WHAT NEEDS TO BE DONE ->
Write out all entries word for word.

----

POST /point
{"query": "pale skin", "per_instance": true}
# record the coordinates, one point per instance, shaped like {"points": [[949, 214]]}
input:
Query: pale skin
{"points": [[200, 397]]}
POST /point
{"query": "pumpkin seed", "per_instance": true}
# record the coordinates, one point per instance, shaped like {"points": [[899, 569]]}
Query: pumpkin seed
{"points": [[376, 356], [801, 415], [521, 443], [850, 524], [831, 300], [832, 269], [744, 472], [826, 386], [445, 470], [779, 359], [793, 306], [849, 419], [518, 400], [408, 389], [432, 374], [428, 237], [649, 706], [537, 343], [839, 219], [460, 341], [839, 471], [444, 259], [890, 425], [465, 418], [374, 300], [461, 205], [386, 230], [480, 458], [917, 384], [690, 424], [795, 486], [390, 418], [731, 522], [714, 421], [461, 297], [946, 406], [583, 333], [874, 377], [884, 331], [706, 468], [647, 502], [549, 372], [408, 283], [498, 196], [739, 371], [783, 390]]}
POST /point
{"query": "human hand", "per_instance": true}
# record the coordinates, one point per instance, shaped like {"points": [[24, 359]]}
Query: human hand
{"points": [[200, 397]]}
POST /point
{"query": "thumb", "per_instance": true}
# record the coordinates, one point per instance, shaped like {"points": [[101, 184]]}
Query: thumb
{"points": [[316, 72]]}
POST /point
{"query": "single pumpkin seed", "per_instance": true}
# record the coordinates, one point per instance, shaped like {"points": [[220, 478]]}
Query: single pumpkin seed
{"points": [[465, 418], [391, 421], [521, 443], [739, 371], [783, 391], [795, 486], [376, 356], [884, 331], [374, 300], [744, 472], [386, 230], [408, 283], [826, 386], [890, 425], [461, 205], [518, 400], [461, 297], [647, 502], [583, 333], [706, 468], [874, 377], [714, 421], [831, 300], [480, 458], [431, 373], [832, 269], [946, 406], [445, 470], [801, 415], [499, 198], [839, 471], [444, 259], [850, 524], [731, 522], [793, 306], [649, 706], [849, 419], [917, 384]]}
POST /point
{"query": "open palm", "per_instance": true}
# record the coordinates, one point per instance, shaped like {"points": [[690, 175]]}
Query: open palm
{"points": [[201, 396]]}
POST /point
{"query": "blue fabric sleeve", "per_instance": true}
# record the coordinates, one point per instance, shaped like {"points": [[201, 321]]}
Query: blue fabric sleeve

----

REPLY ->
POST /point
{"query": "pale skin", "per_instance": true}
# record the coordinates, one point per instance, shaped like {"points": [[949, 214]]}
input:
Query: pale skin
{"points": [[200, 397]]}
POST /point
{"query": "pumpkin seed", "per_instance": true}
# record the coordinates, one point per instance, shaped like {"points": [[899, 569]]}
Query: pumpkin seed
{"points": [[376, 356], [801, 415], [521, 443], [850, 524], [831, 300], [832, 269], [744, 472], [826, 386], [445, 470], [779, 359], [793, 306], [849, 419], [518, 400], [408, 389], [432, 374], [428, 237], [649, 706], [537, 343], [839, 219], [460, 341], [839, 471], [444, 259], [890, 425], [465, 418], [374, 300], [461, 205], [386, 230], [480, 458], [917, 384], [690, 424], [795, 486], [390, 418], [731, 522], [714, 421], [461, 297], [946, 406], [583, 333], [874, 377], [884, 331], [706, 468], [647, 502], [549, 372], [408, 283], [498, 196], [739, 371], [783, 390]]}
POST /point
{"query": "human hand", "per_instance": true}
# record the coordinates, one point per instance, shaped like {"points": [[24, 359]]}
Query: human hand
{"points": [[200, 397]]}
POST /point
{"query": "thumb", "per_instance": true}
# record the coordinates, one point per instance, shaped like {"points": [[101, 184]]}
Query: thumb
{"points": [[316, 72]]}
POST /point
{"query": "single pumpkin seed", "per_instance": true}
# record the coordinates, one point per instance, shaped like {"points": [[220, 478]]}
Query: single pumpkin seed
{"points": [[465, 418], [391, 421], [521, 443], [739, 371], [783, 391], [795, 486], [376, 356], [884, 331], [374, 300], [744, 472], [386, 230], [408, 283], [826, 386], [890, 425], [461, 205], [518, 400], [461, 297], [647, 502], [583, 333], [706, 468], [874, 377], [714, 421], [831, 300], [480, 458], [431, 373], [832, 269], [946, 406], [445, 470], [801, 415], [499, 198], [839, 471], [444, 259], [850, 524], [731, 522], [793, 306], [649, 706], [849, 419], [917, 384]]}
POST /point
{"query": "open palm", "per_instance": true}
# record the coordinates, one point per instance, shaped like {"points": [[690, 175]]}
Query: open palm
{"points": [[201, 396]]}
POST /point
{"query": "blue fabric sleeve", "per_instance": true}
# record the coordinates, one point per instance, shaped like {"points": [[201, 321]]}
Query: blue fabric sleeve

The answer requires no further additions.